Medical Testing Giant LabCorp Hit by Ransomware Attack, Raising Questions About Information-Security Practices

LabCorp, one of the largest medical-testing laboratories in the United States, had many of its computer systems taken offline last weekend by ransomware known as SamSam.

The company, which processes more than 100-million lab tests per year, first reported the breach on Monday, initially describing it as “suspicious activity” detected on the company’s computer systems, prompting fears – and speculation by many in the media – that patient data may have been stolen. Since then, however, LabCorp has clarified in a disclosure filed with the SEC that “there is no evidence of unauthorized transfer or misuse of data.”

LabCorp has explained that its information-security team noticed the ransomware attack immediately after the malware encrypted data on the first such-infected system, and took quick action to contain and eliminate the threat; the firm claims to have neutralized the attack in under an hour. However – and let this be a warning to everyone about how fast ransomware can spread even after being detected – during the 50 minutes in which it was alive and being fought by security personnel, the ransomware is believed to have infected and encrypted data on 7,000 systems, including 350 production servers and over 1,500 other servers.

**Try it**: In the article about the LabCorp ransomware attack, how many systems is the ransomware believed to have infected and encrypted?

**Raw data**:
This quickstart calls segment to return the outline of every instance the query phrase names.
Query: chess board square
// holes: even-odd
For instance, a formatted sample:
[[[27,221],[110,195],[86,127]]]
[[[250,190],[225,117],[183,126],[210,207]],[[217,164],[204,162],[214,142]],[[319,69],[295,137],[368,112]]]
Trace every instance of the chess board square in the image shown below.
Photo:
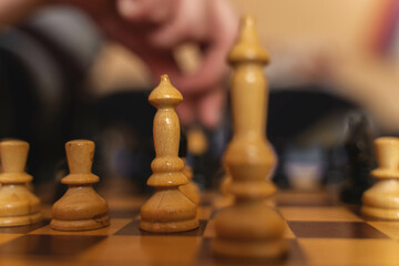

* * *

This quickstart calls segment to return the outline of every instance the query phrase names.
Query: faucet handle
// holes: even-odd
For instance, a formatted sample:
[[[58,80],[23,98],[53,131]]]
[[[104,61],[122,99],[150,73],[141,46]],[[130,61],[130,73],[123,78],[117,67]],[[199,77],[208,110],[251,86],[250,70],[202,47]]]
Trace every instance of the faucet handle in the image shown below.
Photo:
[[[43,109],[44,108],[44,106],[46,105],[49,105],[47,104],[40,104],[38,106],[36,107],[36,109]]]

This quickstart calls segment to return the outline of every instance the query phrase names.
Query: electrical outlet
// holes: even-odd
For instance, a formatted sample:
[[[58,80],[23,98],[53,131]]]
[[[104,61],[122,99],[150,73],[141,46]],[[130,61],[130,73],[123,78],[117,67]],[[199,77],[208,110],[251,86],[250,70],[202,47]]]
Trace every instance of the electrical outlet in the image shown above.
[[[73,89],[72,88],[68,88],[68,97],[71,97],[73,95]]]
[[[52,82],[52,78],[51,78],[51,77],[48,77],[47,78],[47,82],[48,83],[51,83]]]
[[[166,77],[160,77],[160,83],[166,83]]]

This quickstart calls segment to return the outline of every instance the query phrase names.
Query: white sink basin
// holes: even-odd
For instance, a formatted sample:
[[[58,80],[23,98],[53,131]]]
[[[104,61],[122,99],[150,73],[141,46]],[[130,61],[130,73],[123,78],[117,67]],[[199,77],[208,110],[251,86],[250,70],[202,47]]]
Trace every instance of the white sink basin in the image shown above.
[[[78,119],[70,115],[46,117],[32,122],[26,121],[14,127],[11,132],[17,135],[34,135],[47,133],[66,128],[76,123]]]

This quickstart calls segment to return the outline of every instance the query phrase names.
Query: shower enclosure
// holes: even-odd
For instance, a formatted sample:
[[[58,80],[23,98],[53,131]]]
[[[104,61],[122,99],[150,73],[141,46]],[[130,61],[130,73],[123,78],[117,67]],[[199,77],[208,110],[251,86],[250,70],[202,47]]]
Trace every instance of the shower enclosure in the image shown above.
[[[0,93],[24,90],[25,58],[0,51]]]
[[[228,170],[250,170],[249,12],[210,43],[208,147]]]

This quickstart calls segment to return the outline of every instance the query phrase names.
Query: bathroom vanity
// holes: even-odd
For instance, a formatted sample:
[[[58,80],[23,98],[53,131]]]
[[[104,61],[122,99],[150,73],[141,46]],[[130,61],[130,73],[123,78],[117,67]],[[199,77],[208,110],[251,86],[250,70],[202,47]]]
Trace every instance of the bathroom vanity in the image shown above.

* * *

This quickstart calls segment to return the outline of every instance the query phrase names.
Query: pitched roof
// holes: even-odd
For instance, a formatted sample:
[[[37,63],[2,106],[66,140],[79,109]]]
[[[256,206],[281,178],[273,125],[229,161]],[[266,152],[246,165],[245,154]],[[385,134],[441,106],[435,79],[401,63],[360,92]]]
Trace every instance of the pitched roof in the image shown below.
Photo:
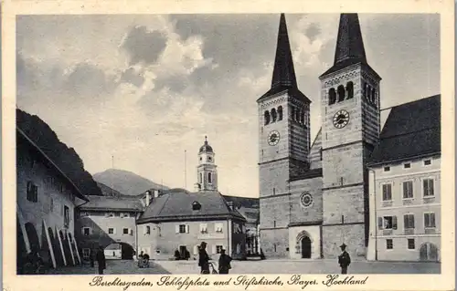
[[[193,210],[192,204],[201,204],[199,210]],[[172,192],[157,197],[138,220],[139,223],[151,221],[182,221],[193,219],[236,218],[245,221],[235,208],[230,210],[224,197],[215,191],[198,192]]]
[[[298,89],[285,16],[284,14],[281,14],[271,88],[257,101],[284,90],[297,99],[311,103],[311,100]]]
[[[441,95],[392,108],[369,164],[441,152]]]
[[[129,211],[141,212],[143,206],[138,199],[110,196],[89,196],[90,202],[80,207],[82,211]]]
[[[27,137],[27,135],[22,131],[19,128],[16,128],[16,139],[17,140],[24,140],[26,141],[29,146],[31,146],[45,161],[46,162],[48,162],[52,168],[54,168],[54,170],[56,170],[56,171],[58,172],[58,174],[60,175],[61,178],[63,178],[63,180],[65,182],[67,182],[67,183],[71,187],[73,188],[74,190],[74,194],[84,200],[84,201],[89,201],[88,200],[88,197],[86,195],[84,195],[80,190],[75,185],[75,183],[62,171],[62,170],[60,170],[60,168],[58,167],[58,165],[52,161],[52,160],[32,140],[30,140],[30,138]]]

**Exercise output**: About 7,000 systems, including 350 production servers and over 1,500 other servers.